* **DIRECTIVE**: The lines to extract begin at the one containing "of the road?" and run to the end of the listing; set them down exactly and alone.

* **DATA TO PROCESS**:

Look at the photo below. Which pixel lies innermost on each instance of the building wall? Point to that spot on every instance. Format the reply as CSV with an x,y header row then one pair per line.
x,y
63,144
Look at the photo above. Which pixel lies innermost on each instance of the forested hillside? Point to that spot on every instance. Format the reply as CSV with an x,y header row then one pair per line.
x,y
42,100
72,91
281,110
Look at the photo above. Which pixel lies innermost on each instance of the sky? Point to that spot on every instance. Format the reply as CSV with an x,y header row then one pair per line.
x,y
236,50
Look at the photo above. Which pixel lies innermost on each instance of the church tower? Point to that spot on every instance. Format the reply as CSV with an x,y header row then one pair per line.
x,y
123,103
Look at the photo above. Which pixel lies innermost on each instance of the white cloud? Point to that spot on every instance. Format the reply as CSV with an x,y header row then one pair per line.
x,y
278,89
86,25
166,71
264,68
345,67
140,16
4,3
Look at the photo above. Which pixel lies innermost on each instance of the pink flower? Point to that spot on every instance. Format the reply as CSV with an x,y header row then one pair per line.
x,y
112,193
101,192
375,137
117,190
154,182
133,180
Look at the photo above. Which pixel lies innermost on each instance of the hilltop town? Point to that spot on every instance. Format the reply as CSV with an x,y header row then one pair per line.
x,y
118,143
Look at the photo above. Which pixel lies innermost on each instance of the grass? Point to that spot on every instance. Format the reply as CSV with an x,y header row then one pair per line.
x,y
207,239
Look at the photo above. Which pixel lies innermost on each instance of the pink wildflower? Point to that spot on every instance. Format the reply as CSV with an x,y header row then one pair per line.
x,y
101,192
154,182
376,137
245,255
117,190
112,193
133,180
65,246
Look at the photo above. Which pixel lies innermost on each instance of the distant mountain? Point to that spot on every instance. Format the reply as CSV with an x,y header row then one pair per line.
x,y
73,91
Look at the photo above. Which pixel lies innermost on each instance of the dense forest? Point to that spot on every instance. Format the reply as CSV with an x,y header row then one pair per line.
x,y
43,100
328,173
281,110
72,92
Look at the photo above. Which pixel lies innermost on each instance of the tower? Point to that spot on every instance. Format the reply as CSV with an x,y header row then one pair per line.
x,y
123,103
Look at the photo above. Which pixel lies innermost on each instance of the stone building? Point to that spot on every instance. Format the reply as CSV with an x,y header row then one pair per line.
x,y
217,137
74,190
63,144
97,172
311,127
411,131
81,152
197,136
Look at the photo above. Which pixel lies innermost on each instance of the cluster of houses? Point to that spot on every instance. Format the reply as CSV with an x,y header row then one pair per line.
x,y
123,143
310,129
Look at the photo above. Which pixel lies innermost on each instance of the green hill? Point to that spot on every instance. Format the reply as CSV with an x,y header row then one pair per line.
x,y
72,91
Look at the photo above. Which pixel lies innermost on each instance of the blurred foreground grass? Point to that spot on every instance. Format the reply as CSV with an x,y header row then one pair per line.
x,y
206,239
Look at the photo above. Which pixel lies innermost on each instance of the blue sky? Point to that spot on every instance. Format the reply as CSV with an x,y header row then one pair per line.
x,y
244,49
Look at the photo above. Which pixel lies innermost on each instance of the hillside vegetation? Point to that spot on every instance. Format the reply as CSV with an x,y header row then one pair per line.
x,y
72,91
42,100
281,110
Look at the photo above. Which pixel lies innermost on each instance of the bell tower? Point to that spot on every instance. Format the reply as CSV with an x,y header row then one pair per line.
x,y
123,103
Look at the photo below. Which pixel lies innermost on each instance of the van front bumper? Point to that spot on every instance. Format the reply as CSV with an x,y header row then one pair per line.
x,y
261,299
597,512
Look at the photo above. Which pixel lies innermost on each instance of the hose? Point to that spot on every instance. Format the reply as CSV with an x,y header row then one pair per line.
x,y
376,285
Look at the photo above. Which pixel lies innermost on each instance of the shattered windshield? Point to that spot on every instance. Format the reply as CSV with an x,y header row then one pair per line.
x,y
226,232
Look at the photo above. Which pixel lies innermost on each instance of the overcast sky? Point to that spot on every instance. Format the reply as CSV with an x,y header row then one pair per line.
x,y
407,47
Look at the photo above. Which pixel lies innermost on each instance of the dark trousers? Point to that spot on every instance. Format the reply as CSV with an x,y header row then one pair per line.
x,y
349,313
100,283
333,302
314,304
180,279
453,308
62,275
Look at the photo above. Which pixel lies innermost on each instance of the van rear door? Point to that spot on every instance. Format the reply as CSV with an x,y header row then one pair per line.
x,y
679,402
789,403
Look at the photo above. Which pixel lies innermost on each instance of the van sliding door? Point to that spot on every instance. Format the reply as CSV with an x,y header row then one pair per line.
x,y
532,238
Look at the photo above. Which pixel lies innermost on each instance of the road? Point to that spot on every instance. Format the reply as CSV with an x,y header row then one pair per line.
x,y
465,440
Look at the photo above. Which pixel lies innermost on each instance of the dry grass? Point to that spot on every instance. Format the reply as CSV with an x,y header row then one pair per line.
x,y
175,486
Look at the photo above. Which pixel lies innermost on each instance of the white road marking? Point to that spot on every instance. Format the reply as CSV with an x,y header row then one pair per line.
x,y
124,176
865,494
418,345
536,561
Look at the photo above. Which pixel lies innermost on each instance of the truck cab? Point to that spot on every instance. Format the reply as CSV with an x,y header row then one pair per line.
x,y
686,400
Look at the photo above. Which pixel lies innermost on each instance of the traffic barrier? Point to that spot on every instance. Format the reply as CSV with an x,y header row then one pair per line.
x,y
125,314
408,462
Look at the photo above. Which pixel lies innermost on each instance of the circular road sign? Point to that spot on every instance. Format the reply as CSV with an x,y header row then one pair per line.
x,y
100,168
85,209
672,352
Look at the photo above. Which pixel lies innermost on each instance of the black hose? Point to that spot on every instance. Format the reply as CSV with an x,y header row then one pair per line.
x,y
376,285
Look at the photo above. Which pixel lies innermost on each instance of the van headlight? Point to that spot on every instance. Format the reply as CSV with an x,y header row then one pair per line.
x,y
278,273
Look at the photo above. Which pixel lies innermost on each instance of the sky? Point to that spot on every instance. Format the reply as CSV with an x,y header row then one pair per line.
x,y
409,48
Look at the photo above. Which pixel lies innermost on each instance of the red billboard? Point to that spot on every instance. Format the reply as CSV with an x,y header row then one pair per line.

* **WRITTEN REPLY**:
Look at the photo above. Which pixel lies innermost on each instance of the road? Point to that spot on every instance. Format the reply as CSV with an x,y header row then one pair per line.
x,y
465,440
Look at the photo above. Which pixel lies innermost on each instance of the dry grass? Point to that spot on every instance. Format the reply as CSV with an x,y header row then one pair per line.
x,y
175,486
Look at the photo above. Which pixel lies innermost on each instance of the white road marking? Point to that spot on every instance. Format the reply as CSV with an x,y header row then one pair per line.
x,y
124,176
865,494
418,345
536,561
Look at the photo above. Which pixel lies innermost on each instance of the truck cab? Point to that spot on every instance. Format the reply as CSV with an x,y header row then one pair per line.
x,y
686,400
Look at the photo above. Which pixel lies innermost on each instance of the traffic barrier? Point to that spot on every instance. Format the reply as CSV with an x,y header row then one pair per line.
x,y
125,314
408,462
Look at the photo above. Which pixel lies innermost on each instance of the circular road sign? Point to that spot on every instance. Format the reply as CSV with an x,y header row then one pair per line.
x,y
100,168
85,209
672,352
Look at the photo above. Which pixel lies innermost on each instance of the black hose? Point to that spot on every instance. Format the reply as CSV with an x,y header row then one pair per line.
x,y
376,285
Look at the photo above. Which pixel lies innermost on each instance of the van headlight? Point to that spot on every instance. Format the reply as CSV with an x,y header row then one pair per line.
x,y
278,273
Look at the photo above. Which pixel lies innermost on each instance of the sky? Point to that spot on every instance. Format the reply as CSV with an x,y header row then one pair per line.
x,y
409,48
Look at the photo above. Which pixel lies innermost on each instance of the red billboard? Point to that spot on every instance. Format the reply as CSV with an x,y header row then one pair per line.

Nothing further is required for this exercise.